For each line of the data that includes the word "blurred", copy the line.

(Beginning of Data listing)

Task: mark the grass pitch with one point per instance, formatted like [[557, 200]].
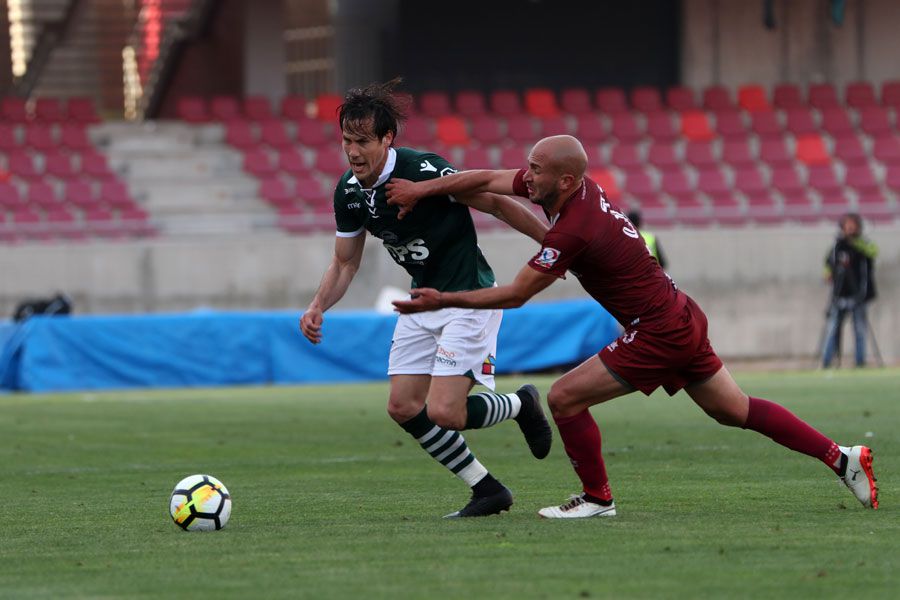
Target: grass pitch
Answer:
[[332, 500]]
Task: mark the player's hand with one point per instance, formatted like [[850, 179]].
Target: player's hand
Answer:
[[422, 299], [311, 325], [402, 193]]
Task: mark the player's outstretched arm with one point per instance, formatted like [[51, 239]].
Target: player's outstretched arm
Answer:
[[347, 256], [527, 283], [509, 211], [405, 194]]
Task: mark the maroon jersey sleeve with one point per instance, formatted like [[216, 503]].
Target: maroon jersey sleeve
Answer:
[[519, 188], [558, 252]]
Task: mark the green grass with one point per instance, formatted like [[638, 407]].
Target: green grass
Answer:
[[332, 500]]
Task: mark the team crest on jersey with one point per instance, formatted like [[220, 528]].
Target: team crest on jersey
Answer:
[[547, 257], [487, 367]]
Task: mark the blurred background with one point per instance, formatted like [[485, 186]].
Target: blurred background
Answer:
[[158, 156]]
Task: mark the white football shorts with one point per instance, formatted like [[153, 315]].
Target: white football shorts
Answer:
[[449, 341]]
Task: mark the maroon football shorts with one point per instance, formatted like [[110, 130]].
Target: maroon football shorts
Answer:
[[671, 353]]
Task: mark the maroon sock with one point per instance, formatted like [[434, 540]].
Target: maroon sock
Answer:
[[581, 437], [783, 426]]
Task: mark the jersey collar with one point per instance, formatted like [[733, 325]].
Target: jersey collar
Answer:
[[385, 173]]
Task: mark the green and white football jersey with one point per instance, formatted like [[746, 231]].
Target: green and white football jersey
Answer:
[[436, 242]]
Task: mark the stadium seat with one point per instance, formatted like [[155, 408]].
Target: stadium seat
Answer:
[[241, 134], [811, 150], [823, 95], [327, 106], [800, 122], [611, 100], [82, 110], [74, 137], [294, 107], [258, 162], [860, 94], [730, 125], [257, 108], [591, 129], [700, 155], [541, 103], [775, 153], [663, 156], [452, 131], [717, 98], [661, 126], [520, 129], [273, 133], [486, 129], [874, 121], [737, 153], [576, 101], [225, 109], [886, 149], [626, 127], [192, 109], [417, 132], [470, 103], [752, 98], [14, 110], [890, 94], [849, 150], [787, 95], [836, 122], [765, 124], [40, 137], [695, 126], [680, 98], [646, 99], [49, 110], [505, 102]]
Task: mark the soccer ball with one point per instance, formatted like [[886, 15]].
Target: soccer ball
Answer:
[[200, 503]]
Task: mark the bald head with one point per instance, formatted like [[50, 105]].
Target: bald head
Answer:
[[564, 154]]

(End of Data listing)

**Exercise result**
Task: mark the blurred background with one point per instance, formatted like [[485, 186]].
Target: blurred background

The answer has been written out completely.